Problem statement:
Return all entries precisely as they stand, without the images.
─── Data for this exercise ───
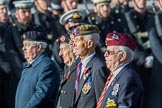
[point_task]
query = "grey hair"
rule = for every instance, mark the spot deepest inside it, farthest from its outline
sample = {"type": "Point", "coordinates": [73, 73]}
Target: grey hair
{"type": "Point", "coordinates": [44, 44]}
{"type": "Point", "coordinates": [95, 37]}
{"type": "Point", "coordinates": [129, 51]}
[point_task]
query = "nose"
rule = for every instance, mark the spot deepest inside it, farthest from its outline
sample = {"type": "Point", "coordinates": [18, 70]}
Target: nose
{"type": "Point", "coordinates": [106, 54]}
{"type": "Point", "coordinates": [60, 53]}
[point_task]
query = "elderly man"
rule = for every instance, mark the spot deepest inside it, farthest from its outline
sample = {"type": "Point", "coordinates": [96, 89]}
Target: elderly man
{"type": "Point", "coordinates": [123, 88]}
{"type": "Point", "coordinates": [68, 80]}
{"type": "Point", "coordinates": [13, 43]}
{"type": "Point", "coordinates": [91, 71]}
{"type": "Point", "coordinates": [39, 83]}
{"type": "Point", "coordinates": [4, 65]}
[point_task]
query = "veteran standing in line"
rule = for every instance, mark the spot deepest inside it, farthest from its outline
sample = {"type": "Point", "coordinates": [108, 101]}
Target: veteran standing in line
{"type": "Point", "coordinates": [13, 44]}
{"type": "Point", "coordinates": [91, 71]}
{"type": "Point", "coordinates": [4, 64]}
{"type": "Point", "coordinates": [123, 88]}
{"type": "Point", "coordinates": [68, 80]}
{"type": "Point", "coordinates": [39, 83]}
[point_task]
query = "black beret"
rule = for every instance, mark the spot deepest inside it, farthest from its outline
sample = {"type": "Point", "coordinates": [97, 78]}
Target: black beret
{"type": "Point", "coordinates": [63, 39]}
{"type": "Point", "coordinates": [84, 29]}
{"type": "Point", "coordinates": [34, 36]}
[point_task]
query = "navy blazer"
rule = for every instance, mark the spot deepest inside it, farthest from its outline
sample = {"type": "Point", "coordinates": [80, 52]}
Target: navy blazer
{"type": "Point", "coordinates": [39, 84]}
{"type": "Point", "coordinates": [125, 91]}
{"type": "Point", "coordinates": [88, 97]}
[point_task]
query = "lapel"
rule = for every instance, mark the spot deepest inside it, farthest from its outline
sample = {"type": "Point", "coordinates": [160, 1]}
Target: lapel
{"type": "Point", "coordinates": [72, 69]}
{"type": "Point", "coordinates": [82, 80]}
{"type": "Point", "coordinates": [110, 88]}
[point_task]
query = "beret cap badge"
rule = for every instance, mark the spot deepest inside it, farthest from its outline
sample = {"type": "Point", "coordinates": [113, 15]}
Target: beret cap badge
{"type": "Point", "coordinates": [76, 15]}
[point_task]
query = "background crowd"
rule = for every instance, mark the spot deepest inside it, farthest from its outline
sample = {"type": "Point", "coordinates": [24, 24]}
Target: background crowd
{"type": "Point", "coordinates": [58, 20]}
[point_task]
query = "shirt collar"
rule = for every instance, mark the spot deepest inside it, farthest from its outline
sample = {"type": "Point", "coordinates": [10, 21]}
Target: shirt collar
{"type": "Point", "coordinates": [116, 72]}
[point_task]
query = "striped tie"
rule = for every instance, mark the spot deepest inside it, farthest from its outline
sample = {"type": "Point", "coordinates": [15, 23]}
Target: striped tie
{"type": "Point", "coordinates": [104, 90]}
{"type": "Point", "coordinates": [78, 69]}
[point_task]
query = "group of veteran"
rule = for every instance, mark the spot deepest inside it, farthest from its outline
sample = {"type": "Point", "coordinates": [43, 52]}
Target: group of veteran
{"type": "Point", "coordinates": [88, 81]}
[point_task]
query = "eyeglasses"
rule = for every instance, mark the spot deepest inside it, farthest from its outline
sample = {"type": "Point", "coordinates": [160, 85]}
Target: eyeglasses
{"type": "Point", "coordinates": [108, 52]}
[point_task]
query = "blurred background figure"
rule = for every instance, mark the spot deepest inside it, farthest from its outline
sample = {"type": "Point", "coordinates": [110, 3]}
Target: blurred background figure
{"type": "Point", "coordinates": [155, 37]}
{"type": "Point", "coordinates": [4, 65]}
{"type": "Point", "coordinates": [138, 23]}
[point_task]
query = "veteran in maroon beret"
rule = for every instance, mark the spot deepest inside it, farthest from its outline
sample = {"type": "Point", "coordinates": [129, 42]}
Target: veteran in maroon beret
{"type": "Point", "coordinates": [123, 88]}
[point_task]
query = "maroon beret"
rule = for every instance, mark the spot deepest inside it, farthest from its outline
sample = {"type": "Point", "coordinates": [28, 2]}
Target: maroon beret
{"type": "Point", "coordinates": [119, 39]}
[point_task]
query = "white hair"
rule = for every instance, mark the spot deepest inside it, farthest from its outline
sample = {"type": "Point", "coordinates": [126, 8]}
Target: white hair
{"type": "Point", "coordinates": [95, 37]}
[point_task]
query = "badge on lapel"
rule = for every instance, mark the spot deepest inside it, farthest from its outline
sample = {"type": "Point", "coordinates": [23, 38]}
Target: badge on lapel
{"type": "Point", "coordinates": [110, 103]}
{"type": "Point", "coordinates": [87, 86]}
{"type": "Point", "coordinates": [85, 73]}
{"type": "Point", "coordinates": [115, 90]}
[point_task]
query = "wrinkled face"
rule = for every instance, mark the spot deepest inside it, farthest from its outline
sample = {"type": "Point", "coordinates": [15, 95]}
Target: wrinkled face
{"type": "Point", "coordinates": [80, 46]}
{"type": "Point", "coordinates": [42, 4]}
{"type": "Point", "coordinates": [3, 13]}
{"type": "Point", "coordinates": [141, 4]}
{"type": "Point", "coordinates": [66, 53]}
{"type": "Point", "coordinates": [30, 50]}
{"type": "Point", "coordinates": [24, 16]}
{"type": "Point", "coordinates": [69, 4]}
{"type": "Point", "coordinates": [103, 10]}
{"type": "Point", "coordinates": [112, 58]}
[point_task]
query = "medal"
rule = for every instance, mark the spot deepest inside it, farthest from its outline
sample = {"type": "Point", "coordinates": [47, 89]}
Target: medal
{"type": "Point", "coordinates": [86, 88]}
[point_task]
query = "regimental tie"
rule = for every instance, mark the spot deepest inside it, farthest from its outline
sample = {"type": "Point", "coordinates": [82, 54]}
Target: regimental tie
{"type": "Point", "coordinates": [104, 90]}
{"type": "Point", "coordinates": [78, 69]}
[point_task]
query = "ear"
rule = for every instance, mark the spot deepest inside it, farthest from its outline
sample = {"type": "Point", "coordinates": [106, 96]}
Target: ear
{"type": "Point", "coordinates": [122, 55]}
{"type": "Point", "coordinates": [90, 43]}
{"type": "Point", "coordinates": [39, 47]}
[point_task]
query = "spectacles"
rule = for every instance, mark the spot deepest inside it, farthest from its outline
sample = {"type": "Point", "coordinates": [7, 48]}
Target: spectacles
{"type": "Point", "coordinates": [108, 52]}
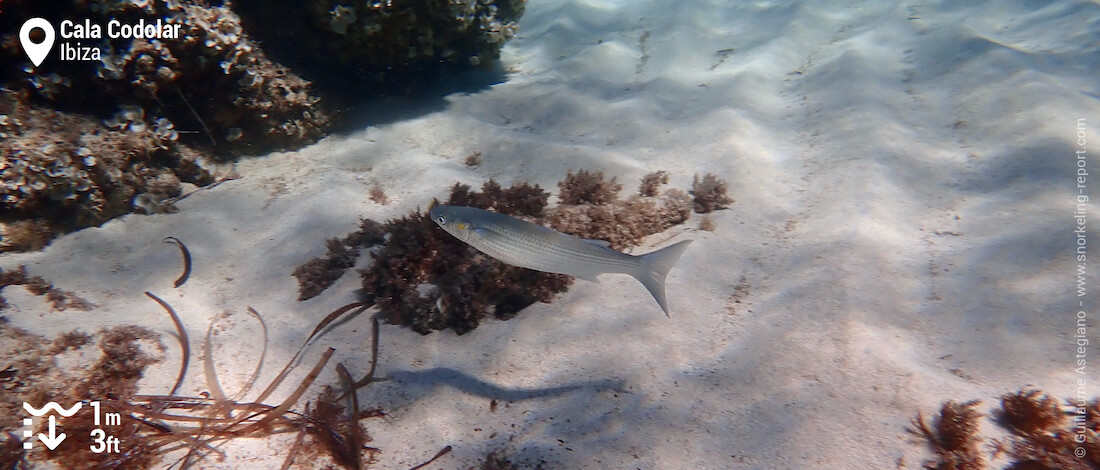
───
Response to this task:
[point_task]
query = "grey hair"
rule = for every instance, mark the spot deepest inside it, farthest from its outline
sample = {"type": "Point", "coordinates": [73, 73]}
Target: grey hair
{"type": "Point", "coordinates": [44, 44]}
{"type": "Point", "coordinates": [95, 37]}
{"type": "Point", "coordinates": [129, 51]}
[point_task]
query = "nose"
rule = for every instance, mark the spot deepest inside it, farthest from its outline
sample = {"type": "Point", "coordinates": [18, 70]}
Target: nose
{"type": "Point", "coordinates": [106, 54]}
{"type": "Point", "coordinates": [60, 53]}
[point_task]
query = "elderly man"
rule = for every instance, mark the spot deepest inside it, farthest from its outline
sample = {"type": "Point", "coordinates": [96, 89]}
Target: elderly man
{"type": "Point", "coordinates": [123, 88]}
{"type": "Point", "coordinates": [68, 80]}
{"type": "Point", "coordinates": [13, 43]}
{"type": "Point", "coordinates": [91, 71]}
{"type": "Point", "coordinates": [39, 83]}
{"type": "Point", "coordinates": [4, 65]}
[point_task]
query = "veteran standing in line"
rule = for every instance, mark the spot deepest inside it, farthest from its outline
sample = {"type": "Point", "coordinates": [108, 101]}
Target: veteran standing in line
{"type": "Point", "coordinates": [13, 44]}
{"type": "Point", "coordinates": [91, 71]}
{"type": "Point", "coordinates": [4, 64]}
{"type": "Point", "coordinates": [123, 88]}
{"type": "Point", "coordinates": [68, 80]}
{"type": "Point", "coordinates": [39, 83]}
[point_task]
query = "black beret"
rule = for every instance, mark the spot deepest inside it, farthest from its outline
sample = {"type": "Point", "coordinates": [97, 78]}
Target: black beret
{"type": "Point", "coordinates": [63, 39]}
{"type": "Point", "coordinates": [84, 29]}
{"type": "Point", "coordinates": [34, 36]}
[point_task]
query = "navy blazer"
rule = for every instance, mark the spot deepest inside it, farthest from its outline
sample = {"type": "Point", "coordinates": [80, 52]}
Target: navy blazer
{"type": "Point", "coordinates": [39, 84]}
{"type": "Point", "coordinates": [125, 91]}
{"type": "Point", "coordinates": [88, 97]}
[point_task]
query = "lapel"
rule = for every instance, mark the spot deepest inside it, farthest from its outline
sample = {"type": "Point", "coordinates": [160, 1]}
Target: lapel
{"type": "Point", "coordinates": [72, 69]}
{"type": "Point", "coordinates": [82, 80]}
{"type": "Point", "coordinates": [110, 88]}
[point_task]
query = "beret cap badge"
rule = for every instance, mark the spot deepest inside it, farthest from its outline
sample = {"type": "Point", "coordinates": [113, 15]}
Target: beret cap badge
{"type": "Point", "coordinates": [76, 15]}
[point_task]
query = "background crowd"
rule = for every instance, mark the spot deepest inside it, farthest from its outline
sample = {"type": "Point", "coordinates": [24, 24]}
Target: background crowd
{"type": "Point", "coordinates": [58, 20]}
[point_task]
query = "shirt collar"
rule = for every instance, mark the spot deepest inside it, farthest from its outline
sample = {"type": "Point", "coordinates": [10, 21]}
Target: shirt collar
{"type": "Point", "coordinates": [116, 72]}
[point_task]
query = "striped tie"
rule = for every instance, mark the spot deepest inside it, farthest from its outline
sample = {"type": "Point", "coordinates": [15, 23]}
Target: striped tie
{"type": "Point", "coordinates": [104, 90]}
{"type": "Point", "coordinates": [78, 69]}
[point_task]
query = "group of veteran"
rule = for every instance, mark the spot deepest inside it, farthest from its outline
sample = {"type": "Point", "coordinates": [43, 52]}
Target: group of veteran
{"type": "Point", "coordinates": [88, 81]}
[point_task]
query = "eyeglasses"
rule = for every instance, mark the spot deepest inside it, farthest from its outline
sample = {"type": "Point", "coordinates": [160, 85]}
Target: eyeglasses
{"type": "Point", "coordinates": [108, 52]}
[point_task]
query = "blurred background figure"
rule = for every instance, mark the spot deepest inside it, farthest from its outline
sample = {"type": "Point", "coordinates": [110, 3]}
Target: blurred background figure
{"type": "Point", "coordinates": [155, 37]}
{"type": "Point", "coordinates": [4, 65]}
{"type": "Point", "coordinates": [138, 23]}
[point_task]
query = "veteran in maroon beret"
rule = for every instance, mark the spot deepest inside it, farthest from its outline
sample = {"type": "Point", "coordinates": [129, 42]}
Target: veteran in maroon beret
{"type": "Point", "coordinates": [123, 88]}
[point_task]
query = "maroon beret"
rule = for every instance, mark the spot deepest inside it, farthest from its outline
sample = {"type": "Point", "coordinates": [28, 2]}
Target: maroon beret
{"type": "Point", "coordinates": [119, 39]}
[point_task]
query = "white hair"
rule = for every instance, mark the spot deepest inside it, farthest from its outline
sample = {"type": "Point", "coordinates": [126, 8]}
Target: white hair
{"type": "Point", "coordinates": [95, 37]}
[point_task]
query = "badge on lapel"
rule = for every instance, mark the spot deepest inside it, farthest from its outline
sample = {"type": "Point", "coordinates": [23, 38]}
Target: badge on lapel
{"type": "Point", "coordinates": [110, 103]}
{"type": "Point", "coordinates": [87, 86]}
{"type": "Point", "coordinates": [85, 73]}
{"type": "Point", "coordinates": [115, 90]}
[point_task]
query = "wrinkled face"
rule = for every instance, mark the spot deepest inside it, farthest from its outline
sample = {"type": "Point", "coordinates": [15, 95]}
Target: wrinkled face
{"type": "Point", "coordinates": [80, 46]}
{"type": "Point", "coordinates": [42, 4]}
{"type": "Point", "coordinates": [3, 13]}
{"type": "Point", "coordinates": [141, 4]}
{"type": "Point", "coordinates": [66, 53]}
{"type": "Point", "coordinates": [30, 50]}
{"type": "Point", "coordinates": [24, 16]}
{"type": "Point", "coordinates": [69, 4]}
{"type": "Point", "coordinates": [103, 10]}
{"type": "Point", "coordinates": [112, 58]}
[point_task]
query = "medal"
rule = for every instance, mark the spot deepest inside it, farthest from its outline
sample = {"type": "Point", "coordinates": [47, 89]}
Target: medal
{"type": "Point", "coordinates": [86, 88]}
[point_task]
query = "regimental tie"
rule = for every instance, mark the spot deepest inside it, farthest from its outline
sample = {"type": "Point", "coordinates": [82, 54]}
Target: regimental tie
{"type": "Point", "coordinates": [104, 90]}
{"type": "Point", "coordinates": [78, 69]}
[point_task]
query = "ear"
rule = for every instance, mark the spot deepest inside it, farthest from its outline
sample = {"type": "Point", "coordinates": [106, 96]}
Target: ear
{"type": "Point", "coordinates": [122, 55]}
{"type": "Point", "coordinates": [90, 43]}
{"type": "Point", "coordinates": [39, 47]}
[point_task]
query = "spectacles"
rule = for every instance, mark the spot deepest inside it, farthest from its outline
sample = {"type": "Point", "coordinates": [7, 48]}
Target: spectacles
{"type": "Point", "coordinates": [108, 52]}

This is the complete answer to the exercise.